____ Dataset excerpts
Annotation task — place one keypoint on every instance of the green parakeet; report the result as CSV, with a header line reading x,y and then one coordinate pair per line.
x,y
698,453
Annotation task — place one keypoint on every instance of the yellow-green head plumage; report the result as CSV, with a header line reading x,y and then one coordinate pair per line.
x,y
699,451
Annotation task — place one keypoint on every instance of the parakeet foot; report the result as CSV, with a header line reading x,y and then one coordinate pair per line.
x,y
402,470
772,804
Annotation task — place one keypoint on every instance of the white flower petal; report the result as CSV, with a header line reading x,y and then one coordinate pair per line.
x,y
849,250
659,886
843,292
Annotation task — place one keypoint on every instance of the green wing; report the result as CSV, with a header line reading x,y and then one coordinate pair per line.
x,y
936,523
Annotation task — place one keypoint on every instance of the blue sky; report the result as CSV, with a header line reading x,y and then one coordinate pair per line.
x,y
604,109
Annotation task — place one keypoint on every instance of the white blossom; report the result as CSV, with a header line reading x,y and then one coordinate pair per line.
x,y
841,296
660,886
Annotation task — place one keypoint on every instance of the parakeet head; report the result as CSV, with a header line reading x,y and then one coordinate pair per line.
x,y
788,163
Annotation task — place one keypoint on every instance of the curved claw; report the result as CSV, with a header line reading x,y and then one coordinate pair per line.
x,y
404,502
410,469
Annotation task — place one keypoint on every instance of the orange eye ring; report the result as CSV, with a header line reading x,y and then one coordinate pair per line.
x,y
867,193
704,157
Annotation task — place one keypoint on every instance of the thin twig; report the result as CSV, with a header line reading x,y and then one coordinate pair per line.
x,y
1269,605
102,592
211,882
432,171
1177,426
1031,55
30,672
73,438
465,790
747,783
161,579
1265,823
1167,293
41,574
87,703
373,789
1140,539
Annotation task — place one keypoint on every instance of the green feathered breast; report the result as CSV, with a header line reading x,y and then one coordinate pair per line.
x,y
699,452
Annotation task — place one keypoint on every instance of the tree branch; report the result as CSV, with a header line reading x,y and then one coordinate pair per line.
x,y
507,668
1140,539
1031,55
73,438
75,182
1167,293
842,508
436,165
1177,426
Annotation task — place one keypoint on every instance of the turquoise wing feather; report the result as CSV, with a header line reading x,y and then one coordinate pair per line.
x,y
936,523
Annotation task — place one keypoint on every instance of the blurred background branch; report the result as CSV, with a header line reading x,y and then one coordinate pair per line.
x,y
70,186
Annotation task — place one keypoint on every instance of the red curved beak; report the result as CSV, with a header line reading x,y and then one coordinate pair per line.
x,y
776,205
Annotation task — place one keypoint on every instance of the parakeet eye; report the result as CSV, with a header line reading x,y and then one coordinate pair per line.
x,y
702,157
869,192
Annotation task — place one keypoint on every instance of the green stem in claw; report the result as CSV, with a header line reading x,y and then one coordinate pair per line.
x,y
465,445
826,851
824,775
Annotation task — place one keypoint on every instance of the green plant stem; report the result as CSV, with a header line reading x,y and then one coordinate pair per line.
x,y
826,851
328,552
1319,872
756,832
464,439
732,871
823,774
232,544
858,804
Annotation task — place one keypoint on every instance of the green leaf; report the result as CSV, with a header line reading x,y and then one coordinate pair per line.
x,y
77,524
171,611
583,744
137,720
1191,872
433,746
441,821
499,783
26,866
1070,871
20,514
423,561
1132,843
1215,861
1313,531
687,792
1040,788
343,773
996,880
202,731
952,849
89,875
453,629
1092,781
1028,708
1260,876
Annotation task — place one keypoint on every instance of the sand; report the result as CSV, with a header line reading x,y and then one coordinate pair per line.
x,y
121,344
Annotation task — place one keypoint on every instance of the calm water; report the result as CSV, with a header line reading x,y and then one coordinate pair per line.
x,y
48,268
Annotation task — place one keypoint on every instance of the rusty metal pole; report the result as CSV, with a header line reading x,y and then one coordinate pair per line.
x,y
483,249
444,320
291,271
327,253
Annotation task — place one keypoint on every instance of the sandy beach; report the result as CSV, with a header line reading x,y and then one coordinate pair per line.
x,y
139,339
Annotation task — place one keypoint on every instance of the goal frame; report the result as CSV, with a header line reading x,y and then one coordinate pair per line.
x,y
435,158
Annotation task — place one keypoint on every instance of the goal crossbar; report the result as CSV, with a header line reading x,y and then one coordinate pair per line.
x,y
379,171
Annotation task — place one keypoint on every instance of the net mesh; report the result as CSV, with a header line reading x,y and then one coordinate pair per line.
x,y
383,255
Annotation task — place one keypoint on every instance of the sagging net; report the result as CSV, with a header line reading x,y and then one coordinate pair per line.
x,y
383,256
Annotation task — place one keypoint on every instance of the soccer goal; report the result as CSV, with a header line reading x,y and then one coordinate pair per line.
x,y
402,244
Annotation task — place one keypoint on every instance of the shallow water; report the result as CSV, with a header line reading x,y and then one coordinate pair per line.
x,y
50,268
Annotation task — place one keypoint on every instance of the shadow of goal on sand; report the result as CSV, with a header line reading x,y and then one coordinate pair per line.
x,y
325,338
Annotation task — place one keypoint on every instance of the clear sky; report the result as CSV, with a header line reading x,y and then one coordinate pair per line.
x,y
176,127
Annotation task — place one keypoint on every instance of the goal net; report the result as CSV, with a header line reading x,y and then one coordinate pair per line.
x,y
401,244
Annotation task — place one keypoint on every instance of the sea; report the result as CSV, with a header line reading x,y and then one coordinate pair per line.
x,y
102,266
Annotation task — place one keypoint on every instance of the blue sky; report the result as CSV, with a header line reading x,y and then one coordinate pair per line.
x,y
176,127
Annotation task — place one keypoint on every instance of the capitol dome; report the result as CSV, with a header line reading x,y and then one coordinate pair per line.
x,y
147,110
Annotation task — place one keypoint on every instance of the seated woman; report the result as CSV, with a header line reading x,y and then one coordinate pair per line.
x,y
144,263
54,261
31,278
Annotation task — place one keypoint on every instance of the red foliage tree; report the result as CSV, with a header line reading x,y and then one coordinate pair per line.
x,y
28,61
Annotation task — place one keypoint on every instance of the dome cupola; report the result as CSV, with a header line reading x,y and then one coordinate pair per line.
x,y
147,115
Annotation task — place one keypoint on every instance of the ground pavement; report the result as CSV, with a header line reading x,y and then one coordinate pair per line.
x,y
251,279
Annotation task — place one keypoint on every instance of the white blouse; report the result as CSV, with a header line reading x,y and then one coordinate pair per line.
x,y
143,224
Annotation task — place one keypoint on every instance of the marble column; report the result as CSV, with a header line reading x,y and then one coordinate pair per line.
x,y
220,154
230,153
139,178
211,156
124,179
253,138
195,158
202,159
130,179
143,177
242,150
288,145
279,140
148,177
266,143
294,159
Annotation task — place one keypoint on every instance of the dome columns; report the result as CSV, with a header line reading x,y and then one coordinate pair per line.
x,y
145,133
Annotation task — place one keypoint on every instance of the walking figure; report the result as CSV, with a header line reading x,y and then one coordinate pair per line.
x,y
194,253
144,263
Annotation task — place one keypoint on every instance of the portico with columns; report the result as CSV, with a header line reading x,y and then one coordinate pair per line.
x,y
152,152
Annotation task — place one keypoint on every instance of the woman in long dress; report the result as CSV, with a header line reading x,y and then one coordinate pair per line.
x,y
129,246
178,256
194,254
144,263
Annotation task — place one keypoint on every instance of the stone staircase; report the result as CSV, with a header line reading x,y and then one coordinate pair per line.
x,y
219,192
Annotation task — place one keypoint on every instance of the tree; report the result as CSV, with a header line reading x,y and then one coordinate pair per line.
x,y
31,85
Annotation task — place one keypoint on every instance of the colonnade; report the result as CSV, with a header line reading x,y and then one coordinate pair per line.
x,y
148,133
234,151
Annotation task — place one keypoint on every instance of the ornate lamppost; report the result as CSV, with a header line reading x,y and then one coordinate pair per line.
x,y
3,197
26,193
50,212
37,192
________
*Given task:* Copy out every line of the data above, exactly as given.

*Output of the task:*
Annotation task — place one keypoint on every instance of the green parakeet; report the result as CSV, with a header line reading x,y and then one coordinate pair per line.
x,y
698,453
Annotation task — place one keypoint on every instance of the yellow-green head plumage; report the result as CSV, with a header line reading x,y and then one coordinate pair per line.
x,y
699,451
Annotation task — place one keypoint on every instance of the parakeet foot; report the result as CSV, with a header line reading x,y and then one coordinate pair per line.
x,y
402,470
772,804
Annotation task — place one keypoint on every instance of the white flower petal; report the result as CSV, with a header line reading x,y and then one coordinate pair per line.
x,y
849,250
659,886
843,292
Annotation task — place one keypoint on every instance of the green wing; report the result as CSV, with a header line reading x,y and then one coordinate pair per line.
x,y
936,523
Annotation task — place one keypoint on every instance of the blue sky; report the result as CSV, with a header line reading x,y and then one coordinate pair per line.
x,y
604,109
Annotation task — place one keypoint on every instance of the white blossom; report the result as CSV, with a header line reading x,y and then one coordinate pair per line.
x,y
841,296
660,886
Annotation task — place one keypoint on every instance of the parakeet head; report the result as CSV, with a header line reading x,y and then one coordinate pair per line.
x,y
788,163
Annotation task — place one keypoint on every instance of the curved claw; report the result as CSV, with a header line reading x,y and then one coordinate pair per line.
x,y
404,502
410,469
Annotation task — place one keypoint on every instance of the orange eye ring; report the result as CSV, with a header line reading x,y and then one coordinate pair per line.
x,y
867,193
704,157
Annotation task — place one keypoint on every instance of the thin twig; report the result as CSV, with a header line reading x,y and then one coordinate pair per line.
x,y
1269,605
102,592
211,882
432,171
1177,426
1031,55
30,672
73,438
465,790
747,783
161,579
1265,823
1167,293
41,574
87,703
373,789
1140,539
Annotation task — place one keypoint on every instance of the green feathered breast; report the result as CSV, with a header line reading x,y and then one coordinate pair per line.
x,y
699,452
Annotation task — place one keypoint on every instance of the tree branch; report the result as CSV, with a header line reading x,y and then one coordinate pair per line.
x,y
507,668
1140,539
1031,55
73,438
75,182
1167,293
842,508
436,165
1177,426
Annotation task — place one keypoint on every instance of the turquoise wing feather; report the result as CSV, with a header line reading x,y and then one coordinate pair per line.
x,y
936,523
Annotation task — place one keypoint on every instance of the blurred background branch; report the result as CSV, with a header line reading x,y and then one coordinate pair per line.
x,y
70,186
Annotation task — place one keypoint on every instance of the red curved beak; report the result as CSV, with a header line reading x,y and then one coordinate pair per line.
x,y
776,205
Annotation task — place one keypoint on every instance of the parakeet eye; report the result as CSV, with a header line reading x,y and then one coordinate pair per line.
x,y
702,157
869,192
Annotation task — place one keypoint on every instance of the green stem in claw; report the result as CSV, with a header line reading x,y and then one coordinate pair per line.
x,y
465,445
826,851
824,775
Annotation task — place one keypoint on every instance of the green plant stem; report the result as CSV, with a header line reading x,y and then one coordinate pair per line.
x,y
826,851
328,552
1319,872
756,832
464,439
732,871
823,774
232,544
858,804
Annotation task — place one keypoint on every instance of the green leaf; report the result as CSV, with a header line reading x,y and then one coordinate pair per line.
x,y
77,524
171,611
583,744
137,720
1191,872
433,746
441,821
499,783
26,866
1070,871
20,514
423,561
1132,843
1215,861
1313,531
687,792
1040,788
343,773
996,880
202,731
952,849
89,875
453,629
1092,781
1028,708
1260,876
Annotation task — place one keypoint on every instance of the sand; report the result as CSV, with a header line reading x,y and then one coordinate pair per line.
x,y
121,344
Annotation task — place one keypoint on every instance of the calm water; report the result as CSV, with a header line reading x,y and then one coordinate pair per line.
x,y
48,268
Annotation task — place one keypoint on every instance of the rusty metal pole; report the result as CSV, with a header line reading x,y and then one coordinate pair per line.
x,y
483,249
444,320
291,271
327,253
Annotation task — place one keypoint on every instance of the sandy beach; report the result as CSV, with a header line reading x,y and then one coordinate pair per line.
x,y
139,339
Annotation task — place one keypoint on every instance of the goal frame; report the result as CSV, with a header line reading x,y and then one coordinate pair per line.
x,y
435,158
Annotation task — place one keypoint on every instance of the goal crossbar; report the result as CSV, with a header line reading x,y and then one coordinate pair per line.
x,y
379,171
Annotation task — place one keypoint on every instance of the net mesh; report the result as CSV, with a header line reading x,y and then one coordinate pair per line.
x,y
383,255
Annotation task — place one keypoint on every instance of the sagging net; report the result as CSV, with a header line reading x,y and then one coordinate pair per line.
x,y
383,256
Annotation task — place one keypoint on every instance of the soccer goal; report the result as CSV, with a header line reading x,y and then one coordinate pair per line.
x,y
402,244
Annotation task — place one keypoint on every instance of the shallow water; report the result as CSV, with a header line reading x,y and then one coordinate pair per line.
x,y
50,268
Annotation task — place one keypoint on every instance of the shadow of goal on sand; report the result as CSV, with a header line reading x,y and then one coordinate pair per line.
x,y
325,338
Annotation task — place one keypoint on every instance of the clear sky; report the result as CSV, with a header line reading x,y and then one coordinate pair per line.
x,y
176,127
Annotation task — place one keypoint on every instance of the goal net; report the result as CSV, with a header line reading x,y and then one coordinate pair per line.
x,y
401,244
Annotation task — place one keypoint on every instance of the sea; report the result as CSV, with a header line reading x,y and then one coordinate pair per line.
x,y
102,266
Annotation task — place one keypoint on every instance of the blue sky; report the result as CSV, with a header line reading x,y and then one coordinate pair per line.
x,y
176,127
Annotation task — place one keypoint on every instance of the capitol dome; report the result as CSV, with a header line reading x,y and then one coordinate pair per line.
x,y
147,110
Annotation task — place one keypoint on every instance of the seated woman; report the result as CSV, with a header line reading x,y and then one coordinate pair per line.
x,y
144,263
54,261
31,278
Annotation task — place one keypoint on every instance of the red foliage tree; report the result as CSV, with a header line reading x,y and then one coordinate pair per line.
x,y
28,61
Annotation task — place one keypoint on every instance of the dome cupola; report the result as CSV, with a header line reading x,y and then one coordinate pair per line.
x,y
147,115
Annotation task — place one keypoint on every instance of the ground pavement; report the result as CSV, with a header line reading x,y and then one coordinate pair per line.
x,y
251,279
Annotation task — place one keypoint on every instance of the white blouse; report the result as CSV, with a header line reading x,y and then one coordinate pair per line.
x,y
143,224
Annotation task — place one keypoint on every instance of the marble column; report the result as CSV, with a header line reading x,y and then one coordinate pair per line.
x,y
220,154
230,153
139,178
211,156
124,179
253,138
195,158
202,159
130,179
143,177
242,150
288,145
279,140
148,177
266,143
294,159
Annotation task — place one keypoint on every instance of the dome columns; report the result as CSV, with a header line reading x,y and then one coordinate pair per line.
x,y
145,133
Annotation task — place one keypoint on every instance of the walking figure; report the result as CSV, with a header line reading x,y and then one coordinate pair per line.
x,y
194,253
144,263
Annotation task — place one keypoint on every instance of the portico with columns; report the result as CSV, with a header line reading x,y and then one coordinate pair per line.
x,y
152,152
Annotation task — place one keypoint on every instance of the woman in long dress; report the result as CSV, with a header line reading x,y and then one coordinate pair per line.
x,y
129,246
178,256
194,254
144,263
Annotation task — place one keypoint on every instance of the stone staircase; report the result as CSV, with a header line reading x,y and then one coordinate pair per line.
x,y
219,192
Annotation task — place one keypoint on every instance of the tree; report the result as CSV, with a header line reading x,y and then one coordinate pair per line.
x,y
31,85
Annotation task — place one keypoint on every instance of the colonnade; report the result as CSV, with a header line reading x,y and then one coordinate pair per line.
x,y
148,133
234,151
Annotation task — place one keypoint on every instance of the ornate lamppost; report the result as CSV, with a header line reading x,y and then one coordinate pair per line.
x,y
3,197
26,193
50,212
37,192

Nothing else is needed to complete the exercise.